■ **Description of the task**: From the forum excerpt below about running Photoshop under Rosetta, copy the passage between "Exactly, since there" and "with Mac OS 9.", inclusive, without changing a word.

BEGIN Excerpt provided

Exactly, since there is no native windows photoshop version for the Mac, people will rather use Rosetta than reboot to windows to use the native windows version ...



			
				RacerX said:
			
		

> Professional Mac users don't buy top of the line Macs to run their primary apps _well enough_. These same people could have run almost all their apps but Photoshop natively in Mac OS X and run Photoshop _well enough_ in _Classic_ and still they stayed with Mac OS 9.


 But Classic gave them the option to switch, just like it did for me. When OS X began offering increasing addvantages over staying in OS 9, I switched. Classic made this possible. Rosetta likewise will make it possible for them to move over to Intel Macs. they will have to put up with some slowdown temporarily, BUT I *guess*/*predict* that a Quad - Dual Core Duo is going to be so much faster than a Quad - Dual Core G5 that the effective speed hit is going to be quasi nihil.



			
				RacerX said:
			
		

> Apple is going to have a hard time selling high end Intel systems until after their is a native version of all the major apps that those systems are being bought for.
> 
> That is just the facts.
> 
> And users who are willing to pay that much for a high end Intel system may also be willing to pay for a crossgrade to the Windows version of Photoshop to actually run Photoshop in Windows at the speeds they bought the hardware for to begin with.

END Excerpt provided
BEGIN Data listing

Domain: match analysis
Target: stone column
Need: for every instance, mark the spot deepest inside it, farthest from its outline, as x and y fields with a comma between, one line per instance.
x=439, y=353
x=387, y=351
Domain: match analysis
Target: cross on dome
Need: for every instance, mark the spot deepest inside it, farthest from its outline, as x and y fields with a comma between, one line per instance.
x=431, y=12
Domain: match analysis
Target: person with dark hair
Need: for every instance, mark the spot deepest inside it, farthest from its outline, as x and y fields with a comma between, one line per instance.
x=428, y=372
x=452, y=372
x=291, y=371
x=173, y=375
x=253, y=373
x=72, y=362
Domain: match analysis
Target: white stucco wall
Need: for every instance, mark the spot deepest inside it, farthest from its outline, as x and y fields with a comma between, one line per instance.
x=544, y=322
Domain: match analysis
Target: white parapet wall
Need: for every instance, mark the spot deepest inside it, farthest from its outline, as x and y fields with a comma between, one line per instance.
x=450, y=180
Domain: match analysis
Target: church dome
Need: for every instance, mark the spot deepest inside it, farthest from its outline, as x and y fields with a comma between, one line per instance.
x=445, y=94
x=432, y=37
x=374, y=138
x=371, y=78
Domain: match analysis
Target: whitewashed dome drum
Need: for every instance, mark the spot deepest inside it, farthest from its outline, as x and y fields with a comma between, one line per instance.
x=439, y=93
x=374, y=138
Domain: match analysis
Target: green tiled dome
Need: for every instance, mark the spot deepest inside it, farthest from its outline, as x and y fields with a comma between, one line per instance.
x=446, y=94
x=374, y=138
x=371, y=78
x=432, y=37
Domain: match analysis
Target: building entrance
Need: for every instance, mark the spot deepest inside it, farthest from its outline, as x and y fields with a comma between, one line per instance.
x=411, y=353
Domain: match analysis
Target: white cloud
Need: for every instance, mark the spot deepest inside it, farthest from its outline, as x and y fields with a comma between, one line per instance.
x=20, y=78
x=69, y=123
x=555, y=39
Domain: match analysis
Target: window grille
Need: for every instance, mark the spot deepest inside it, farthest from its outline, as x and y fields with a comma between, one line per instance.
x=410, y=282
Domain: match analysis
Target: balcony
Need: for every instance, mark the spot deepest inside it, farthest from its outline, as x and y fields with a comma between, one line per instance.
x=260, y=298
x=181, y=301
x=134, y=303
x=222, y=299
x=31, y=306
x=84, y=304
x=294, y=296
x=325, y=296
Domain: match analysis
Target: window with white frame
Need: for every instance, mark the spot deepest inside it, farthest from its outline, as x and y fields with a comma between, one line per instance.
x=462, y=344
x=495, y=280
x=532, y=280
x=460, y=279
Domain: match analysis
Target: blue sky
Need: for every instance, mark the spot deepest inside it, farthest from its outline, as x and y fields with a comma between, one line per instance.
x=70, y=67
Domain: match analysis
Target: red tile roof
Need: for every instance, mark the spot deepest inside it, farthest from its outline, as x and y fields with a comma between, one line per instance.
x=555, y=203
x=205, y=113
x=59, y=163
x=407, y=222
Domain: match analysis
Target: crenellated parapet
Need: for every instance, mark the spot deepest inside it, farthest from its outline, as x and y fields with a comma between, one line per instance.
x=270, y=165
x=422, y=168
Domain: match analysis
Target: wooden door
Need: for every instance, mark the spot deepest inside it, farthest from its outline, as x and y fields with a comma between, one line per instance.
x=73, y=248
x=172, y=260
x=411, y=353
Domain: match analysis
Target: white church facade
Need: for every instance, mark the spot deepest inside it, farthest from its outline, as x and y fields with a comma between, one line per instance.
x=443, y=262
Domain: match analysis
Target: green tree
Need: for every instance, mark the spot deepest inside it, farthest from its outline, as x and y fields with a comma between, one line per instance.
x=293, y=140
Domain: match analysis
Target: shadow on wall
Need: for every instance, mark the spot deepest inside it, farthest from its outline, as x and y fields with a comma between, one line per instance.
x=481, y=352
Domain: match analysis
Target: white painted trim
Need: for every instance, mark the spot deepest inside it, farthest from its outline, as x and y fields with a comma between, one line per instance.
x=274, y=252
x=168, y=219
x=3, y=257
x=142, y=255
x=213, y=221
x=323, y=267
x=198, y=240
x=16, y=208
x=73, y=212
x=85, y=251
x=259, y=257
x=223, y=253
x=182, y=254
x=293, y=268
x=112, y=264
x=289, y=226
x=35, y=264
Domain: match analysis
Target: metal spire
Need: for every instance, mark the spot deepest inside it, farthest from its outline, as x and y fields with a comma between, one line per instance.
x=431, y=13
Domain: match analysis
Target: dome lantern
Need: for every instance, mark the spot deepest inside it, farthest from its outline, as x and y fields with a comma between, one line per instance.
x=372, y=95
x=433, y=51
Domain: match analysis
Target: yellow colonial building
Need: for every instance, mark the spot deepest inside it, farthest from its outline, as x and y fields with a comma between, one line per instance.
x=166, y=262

END Data listing

■ **Answer to this problem**:
Exactly, since there is no native windows photoshop version for the Mac, people will rather use Rosetta than reboot to windows to use the native windows version ...



			
				RacerX said:
			
		

> Professional Mac users don't buy top of the line Macs to run their primary apps _well enough_. These same people could have run almost all their apps but Photoshop natively in Mac OS X and run Photoshop _well enough_ in _Classic_ and still they stayed with Mac OS 9.